[PROBLEM STATEMENT]
Reproduce verbatim the entries below, from the beginning through the line containing "(56, 10), (103, 93)", inclusive. Omit the pictures from the answer.

[Entries listed in a dataset]
=-=-=-=-=
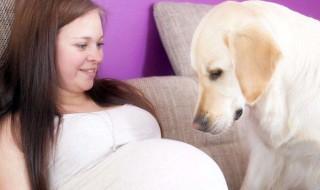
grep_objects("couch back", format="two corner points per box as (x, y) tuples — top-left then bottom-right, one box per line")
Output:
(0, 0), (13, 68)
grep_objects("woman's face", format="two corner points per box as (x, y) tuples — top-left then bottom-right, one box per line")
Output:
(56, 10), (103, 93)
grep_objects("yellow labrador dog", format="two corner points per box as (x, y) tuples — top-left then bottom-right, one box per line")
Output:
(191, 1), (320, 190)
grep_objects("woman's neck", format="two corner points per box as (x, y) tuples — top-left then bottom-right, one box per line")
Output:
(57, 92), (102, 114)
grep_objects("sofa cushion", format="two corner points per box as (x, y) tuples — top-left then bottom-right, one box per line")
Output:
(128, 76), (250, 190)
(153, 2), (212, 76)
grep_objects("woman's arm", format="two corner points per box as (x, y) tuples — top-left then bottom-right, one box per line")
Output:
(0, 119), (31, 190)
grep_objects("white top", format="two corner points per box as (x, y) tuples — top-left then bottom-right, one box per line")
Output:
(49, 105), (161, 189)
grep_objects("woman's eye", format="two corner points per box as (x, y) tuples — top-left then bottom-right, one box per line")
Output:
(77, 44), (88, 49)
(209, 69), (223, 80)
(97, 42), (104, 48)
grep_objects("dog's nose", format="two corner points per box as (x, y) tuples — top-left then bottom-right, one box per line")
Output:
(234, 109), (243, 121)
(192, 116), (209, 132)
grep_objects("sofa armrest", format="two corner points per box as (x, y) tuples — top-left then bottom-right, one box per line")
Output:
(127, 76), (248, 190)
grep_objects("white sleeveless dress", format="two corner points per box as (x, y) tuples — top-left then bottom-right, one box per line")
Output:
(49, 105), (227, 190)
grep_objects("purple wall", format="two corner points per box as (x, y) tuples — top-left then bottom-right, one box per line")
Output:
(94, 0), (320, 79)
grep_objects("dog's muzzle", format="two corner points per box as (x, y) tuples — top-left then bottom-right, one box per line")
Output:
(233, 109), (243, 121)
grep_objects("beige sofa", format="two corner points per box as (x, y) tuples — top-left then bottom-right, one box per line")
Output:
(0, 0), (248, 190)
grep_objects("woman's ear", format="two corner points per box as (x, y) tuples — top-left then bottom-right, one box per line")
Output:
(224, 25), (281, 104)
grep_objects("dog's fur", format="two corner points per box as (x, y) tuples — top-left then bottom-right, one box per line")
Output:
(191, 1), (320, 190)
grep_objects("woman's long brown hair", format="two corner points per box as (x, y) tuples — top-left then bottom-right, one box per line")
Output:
=-=-=-=-=
[RESPONSE TO THIS EXERCISE]
grep_objects("couch back", format="two corner points per box as (x, y) tuples — top-left then bottom-right, one box per line")
Output:
(0, 0), (13, 68)
grep_objects("woman's face", format="two corner points per box as (x, y) tuples — top-left then bottom-right, one box per line")
Output:
(56, 10), (103, 93)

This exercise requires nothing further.